>>>>

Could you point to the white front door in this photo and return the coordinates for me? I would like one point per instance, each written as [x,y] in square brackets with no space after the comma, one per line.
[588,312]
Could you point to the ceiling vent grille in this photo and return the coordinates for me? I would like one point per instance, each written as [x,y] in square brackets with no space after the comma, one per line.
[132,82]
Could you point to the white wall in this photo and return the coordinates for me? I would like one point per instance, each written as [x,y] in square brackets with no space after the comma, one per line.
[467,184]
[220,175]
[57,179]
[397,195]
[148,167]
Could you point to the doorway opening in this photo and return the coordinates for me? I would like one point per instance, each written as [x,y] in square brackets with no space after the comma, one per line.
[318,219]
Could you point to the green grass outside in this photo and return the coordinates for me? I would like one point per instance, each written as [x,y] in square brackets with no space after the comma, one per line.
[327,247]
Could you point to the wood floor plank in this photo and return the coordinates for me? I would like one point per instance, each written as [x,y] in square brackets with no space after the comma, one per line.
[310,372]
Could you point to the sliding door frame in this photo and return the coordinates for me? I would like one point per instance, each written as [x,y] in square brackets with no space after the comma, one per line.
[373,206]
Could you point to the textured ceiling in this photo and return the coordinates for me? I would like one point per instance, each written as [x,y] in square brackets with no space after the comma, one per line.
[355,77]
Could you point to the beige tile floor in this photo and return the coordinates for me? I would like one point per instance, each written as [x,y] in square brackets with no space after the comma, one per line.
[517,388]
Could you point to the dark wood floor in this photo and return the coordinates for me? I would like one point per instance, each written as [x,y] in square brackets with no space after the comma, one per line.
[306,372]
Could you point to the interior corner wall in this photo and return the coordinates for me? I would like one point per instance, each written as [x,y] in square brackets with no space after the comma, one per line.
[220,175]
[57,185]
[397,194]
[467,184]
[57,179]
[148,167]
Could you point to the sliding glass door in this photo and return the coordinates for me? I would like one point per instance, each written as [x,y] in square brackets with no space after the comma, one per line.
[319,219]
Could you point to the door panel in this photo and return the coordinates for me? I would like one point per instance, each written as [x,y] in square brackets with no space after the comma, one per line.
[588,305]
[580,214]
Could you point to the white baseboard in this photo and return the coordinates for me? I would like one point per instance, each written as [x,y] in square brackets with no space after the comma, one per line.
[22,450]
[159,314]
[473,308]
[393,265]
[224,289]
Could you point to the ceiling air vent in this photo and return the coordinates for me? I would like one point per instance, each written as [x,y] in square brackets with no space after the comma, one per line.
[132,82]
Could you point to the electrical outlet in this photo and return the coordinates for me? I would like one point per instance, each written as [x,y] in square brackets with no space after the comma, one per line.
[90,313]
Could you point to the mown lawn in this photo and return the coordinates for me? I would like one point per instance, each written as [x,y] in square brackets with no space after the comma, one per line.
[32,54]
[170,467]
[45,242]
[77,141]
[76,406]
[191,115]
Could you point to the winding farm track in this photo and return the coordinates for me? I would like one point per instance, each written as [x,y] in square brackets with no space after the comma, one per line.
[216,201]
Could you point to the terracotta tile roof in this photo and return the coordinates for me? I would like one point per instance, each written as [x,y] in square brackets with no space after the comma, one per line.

<<<<

:: TASK GOAL ::
Reproduce the material exactly, and keep every line as it is.

:: RESPONSE BOX ::
Could you point to the white front door in this photo and return the coordinates for me? I would like one point per instance, each written as [x,y] in square brackets with no space after the comma, one per line.
[588,312]
Could you point to the ceiling vent grille in this photo and return the coordinates for me? I would like one point per instance, each written as [x,y] in square brackets with no space after the comma, one per line.
[132,82]
Could you point to the white wall in this photo and return the coordinates for me? I would like one point per instance, each written as [x,y] in square brackets with no space after the comma, one per line.
[467,184]
[220,175]
[57,179]
[397,195]
[148,167]
Could you point to the doorway opening in this photo and return the coordinates for me? I would like one point per instance, each written as [x,y] in square brackets with no space after the comma, one per line.
[318,219]
Could you point to the green grass outside in this photo and return the coordinates for me? I would like one point per instance, each written as [x,y] in square brackets with no space after the comma, one per line.
[327,247]
Could you point to the wood floor plank in this photo and return the coordinates for me? I would like one point per instance, each written as [x,y] in square brackets with no space after the comma, one per line.
[310,372]
Could you point to the sliding door frame in this photo and return the coordinates for me? I would like one point per instance, each written as [x,y] in square brackets with no space after the comma, one per line.
[373,206]
Could you point to the textured ceiling in this photo and return the coordinates for me? I would like one point per instance, each written as [x,y] in square brackets with no space after the comma, one per line.
[355,77]
Could you point to the beige tile floor in this photo and return the coordinates for me? I would like one point per instance, each written as [x,y] in square brackets with no space after the comma, one per line.
[517,388]
Could you point to the dark wood floor in this photo and return the coordinates for me? I would like one point per instance, each written as [x,y] in square brackets with no space after the comma, one per line.
[306,372]
Could you point to the interior corner wall in this photo and return the coordinates for me? I would like one point per instance, each written as [x,y] in square brackets with no space after the comma, one per line.
[220,175]
[57,185]
[397,194]
[467,184]
[57,179]
[148,167]
Could you point to the sliding glass door in this photo and return the coordinates for me? I would like one point per instance, each written as [x,y] in square brackets with no space after the comma, one per line.
[319,219]
Could you point to the door panel in this photo and return the coordinates for me? I would like one point per instance, each written as [x,y] in square brackets with no space after the comma, one per line.
[588,305]
[580,214]
Could you point to the white baseboard in this photo and return the coordinates for me? I would like one point per instance, each written as [x,y] in square brackets with no space after the comma, one per line.
[22,450]
[159,314]
[473,308]
[393,265]
[224,289]
Could you point to the ceiling air vent in this photo and return the coordinates for me? I would like one point per instance, each written as [x,y] in square brackets with no space after the comma, one per line.
[132,82]
Could you point to the electrical outlet in this photo and return the coordinates for me? I would like one point per instance, each written as [x,y] in square brackets with no space after the comma, one per line.
[90,313]
Could you point to the mown lawn in this photo and return the coordinates for me? I would like one point per instance, each written as [x,y] in square brackets with no space after the comma, one per line.
[32,54]
[170,467]
[45,242]
[77,141]
[76,406]
[191,115]
Could you point to the winding farm track in this photo and return the coordinates for me? I would like one point per instance, each written as [x,y] in square brackets with no space after the comma, one per line.
[216,201]
Could you point to the terracotta tile roof in this photo and return the coordinates for me? I would like one point per instance, each written as [x,y] in square brackets with no space after the comma, one per line.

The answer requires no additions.